- Treść dokumentu:
______

Dodatkowo władze wdrożyły cały wachlarz proaktywnych i niekonwencjonalnych działań jak na przykład zaangażowanie detektywów do znalezienia osób, które mogły mieć kontakt z już znanymi, zarażonymi. To wszystko w połączeniu z wczesną reakcją pozwala na zindywidualizowanie kwarantann. Przygotowywano się do możliwości wystąpienia takiego kryzysu latami, więc nie jest to improwizacja. Owszem, jest to kraj mały, a skoro mały, więc ma łatwiej. Ale „mały” oznacza też mniejsze zasoby, na przykład w postaci zaledwie 13—14 stanowisk do intensywnej terapii z respiratorami na 364 tysięcy mieszkańców. Podobnie wyglądają udane działania niektórych państw azjatyckich, gdzie połączono wczesną reakcję, masowe testowanie i niekonwencjonalne działania.

______

- Dostarczony materiał:
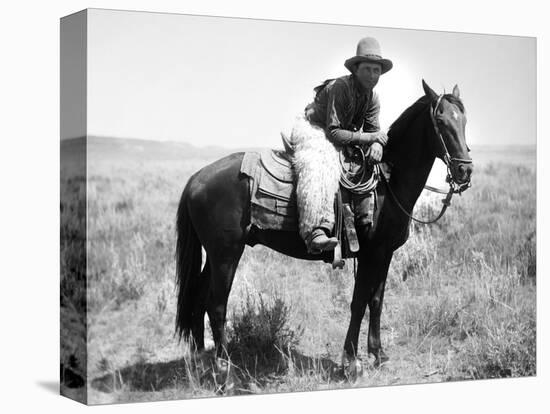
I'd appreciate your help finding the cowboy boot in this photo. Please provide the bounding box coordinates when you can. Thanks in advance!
[308,227,338,253]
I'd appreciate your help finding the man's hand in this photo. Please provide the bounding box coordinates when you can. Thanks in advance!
[374,131,388,147]
[365,142,383,164]
[358,131,388,147]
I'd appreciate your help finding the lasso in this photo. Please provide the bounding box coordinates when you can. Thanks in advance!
[339,145,380,194]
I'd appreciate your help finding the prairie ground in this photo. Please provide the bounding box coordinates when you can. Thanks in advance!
[62,139,536,404]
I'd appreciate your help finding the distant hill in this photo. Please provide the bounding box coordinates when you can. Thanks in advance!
[61,136,536,163]
[61,136,266,161]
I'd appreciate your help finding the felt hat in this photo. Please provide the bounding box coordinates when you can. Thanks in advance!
[344,37,393,73]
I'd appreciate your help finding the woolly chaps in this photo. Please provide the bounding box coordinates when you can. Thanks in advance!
[290,115,340,243]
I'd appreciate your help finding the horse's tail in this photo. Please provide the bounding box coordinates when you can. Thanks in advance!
[176,184,202,340]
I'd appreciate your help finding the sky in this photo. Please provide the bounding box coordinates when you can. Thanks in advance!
[87,9,536,148]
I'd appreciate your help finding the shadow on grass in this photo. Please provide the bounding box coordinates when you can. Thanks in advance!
[92,351,344,394]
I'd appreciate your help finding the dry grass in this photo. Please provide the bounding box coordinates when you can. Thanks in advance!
[61,143,536,403]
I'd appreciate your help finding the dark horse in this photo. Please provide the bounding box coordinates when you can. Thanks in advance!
[176,81,473,378]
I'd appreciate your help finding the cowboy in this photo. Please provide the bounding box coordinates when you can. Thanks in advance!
[291,37,393,253]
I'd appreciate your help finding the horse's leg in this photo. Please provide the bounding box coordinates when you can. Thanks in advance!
[191,259,210,351]
[207,244,244,359]
[344,248,391,366]
[368,269,389,365]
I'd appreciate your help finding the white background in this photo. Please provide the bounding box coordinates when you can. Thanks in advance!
[0,0,550,413]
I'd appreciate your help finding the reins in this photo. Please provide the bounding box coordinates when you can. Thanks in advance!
[381,94,472,224]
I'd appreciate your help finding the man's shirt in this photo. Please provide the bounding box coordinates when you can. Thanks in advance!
[305,74,380,145]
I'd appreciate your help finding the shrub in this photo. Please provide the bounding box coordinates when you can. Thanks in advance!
[228,292,301,376]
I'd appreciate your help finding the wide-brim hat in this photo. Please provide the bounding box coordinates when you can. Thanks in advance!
[344,37,393,73]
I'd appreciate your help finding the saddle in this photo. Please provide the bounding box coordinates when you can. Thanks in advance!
[240,135,386,267]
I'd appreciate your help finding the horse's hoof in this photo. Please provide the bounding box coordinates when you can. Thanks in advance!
[214,358,235,395]
[342,352,363,383]
[369,348,390,368]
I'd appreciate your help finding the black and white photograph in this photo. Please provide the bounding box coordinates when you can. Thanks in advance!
[61,9,537,404]
[0,0,550,414]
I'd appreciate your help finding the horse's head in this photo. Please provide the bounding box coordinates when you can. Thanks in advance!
[422,80,473,191]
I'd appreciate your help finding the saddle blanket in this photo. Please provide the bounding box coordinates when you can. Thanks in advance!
[240,149,298,231]
[240,149,390,231]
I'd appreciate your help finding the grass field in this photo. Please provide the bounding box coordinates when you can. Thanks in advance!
[62,140,536,403]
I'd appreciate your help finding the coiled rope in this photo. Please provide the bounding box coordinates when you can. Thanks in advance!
[339,145,380,194]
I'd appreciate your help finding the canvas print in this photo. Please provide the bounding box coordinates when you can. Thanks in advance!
[60,9,537,404]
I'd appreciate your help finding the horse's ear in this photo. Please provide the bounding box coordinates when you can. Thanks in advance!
[422,79,437,101]
[453,85,460,98]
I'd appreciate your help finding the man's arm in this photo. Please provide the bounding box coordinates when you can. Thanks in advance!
[326,84,385,145]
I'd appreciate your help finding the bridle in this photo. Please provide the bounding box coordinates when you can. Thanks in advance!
[430,94,472,194]
[381,94,472,224]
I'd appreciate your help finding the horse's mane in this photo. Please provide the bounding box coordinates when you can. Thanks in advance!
[388,95,429,142]
[388,93,465,140]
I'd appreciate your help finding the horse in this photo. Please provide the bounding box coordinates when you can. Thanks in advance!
[176,80,473,380]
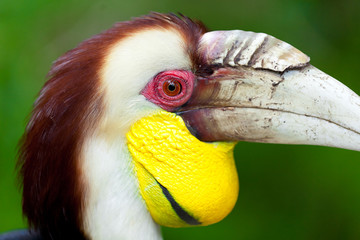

______

- Polecenie: Podaj dalszy ciąg tekstu o wczesnej reakcji władz i kwarantannach, zaczynając zaraz po jego ostatnim zdaniu.

- Miejsce na odpowiedź:
Luźna odpowiedź Szwecji na kryzys także ma podstawy naukowe. Użyto modelu, który według jego autorów jest bardziej reprezentatywny dla kraju. Jest on bardziej optymistyczny niż brytyjski, a rząd może się nim kierować, mając duże poparcie społeczne. Na obecną chwilę nie wprowadzono poważnych restrykcji, zaleca się dystans społeczny. Szczególną uwagę poświęca się grupom wysokiego ryzyka, podkreśla się indywidualną odpowiedzialność, ale życie toczy się normalnie, szkoły i restauracje są otwarte. Kraj nie podejmuje takich działań, jak pełne blokady, masowe testy oraz śledzenie i izolację zarażonych, uznając je w tej fazie epidemii za nieskuteczne.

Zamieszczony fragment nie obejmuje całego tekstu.